#### [Obiettivo esercizio]
Secondo la circolare sul Jobs Act, in base a quale norma il Consiglio dei Ministri ha approvato, il 24 dicembre 2014, lo schema di decreto sul contratto a tutele crescenti? Spiegalo in una o due frasi.

#### [Brano]
“JOBS ACT”: COME CAMBIERÀ IL RECESSO DEL DATORE DOPO L’ENTRATA IN VIGORE DEL DECRETO ATTUATIVO.

Rovigo, 11 febbraio 2015

Circolare n. 2/2015

                                                                                ALLE DITTE

                                                                                LORO SEDI

In data 24 dicembre 2014 il Consiglio dei Ministri ha approvato, in attuazione dell’articolo 1, comma 7 della Legge 10 dicembre 2014, n. 183, lo “Schema di decreto legislativo recante disposizioni in materia di contratto di lavoro a tempo indeterminato a tutele crescenti”.

Alla data odierna il decreto deve ancora completare il proprio iter parlamentare. Tuttavia, il 12 gennaio 2015 è stata modificata e pubblicata sul sito istituzionale del Governo la versione del suddetto schema.

Fermo restando che il provvedimento entrerà in vigore il giorno successivo alla sua pubblicazione in Gazzetta Ufficiale, procediamo di seguito ad una disamina dei suoi caratteri salienti, anche e soprattutto in relazione agli innovativi profili applicativi.

La nuova disciplina in materia di licenziamento riguarda i lavoratori con qualifica di operaio, impiegato e quadro assunti con contratto a tempo indeterminato a decorrere dalla data in cui entrerà in vigore il decreto legislativo in esame.

LICENZIAMENTO DEL LAVORATORE: SFERA APPLICATIVA

Con l’approvazione delle nuove disposizioni normative contenute nella Legge n. 183/2014, è stato introdotto un nuovo regime di tutela per i casi di provvedimento espulsivo illegittimo.

#### [Estratto dei dati]
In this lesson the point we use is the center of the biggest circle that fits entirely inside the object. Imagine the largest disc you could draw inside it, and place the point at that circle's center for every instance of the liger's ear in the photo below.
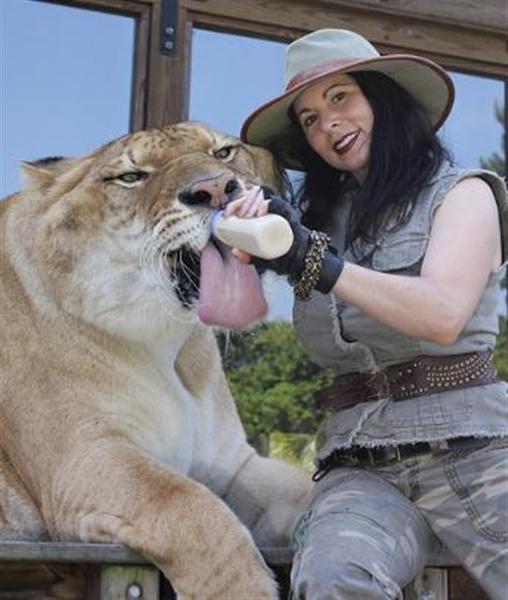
(42, 173)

#### [Risposta]
Il Consiglio dei Ministri ha approvato lo schema in attuazione dell'articolo 1, comma 7 della Legge 10 dicembre 2014, n. 183. Lo schema contiene disposizioni sul contratto di lavoro a tempo indeterminato a tutele crescenti.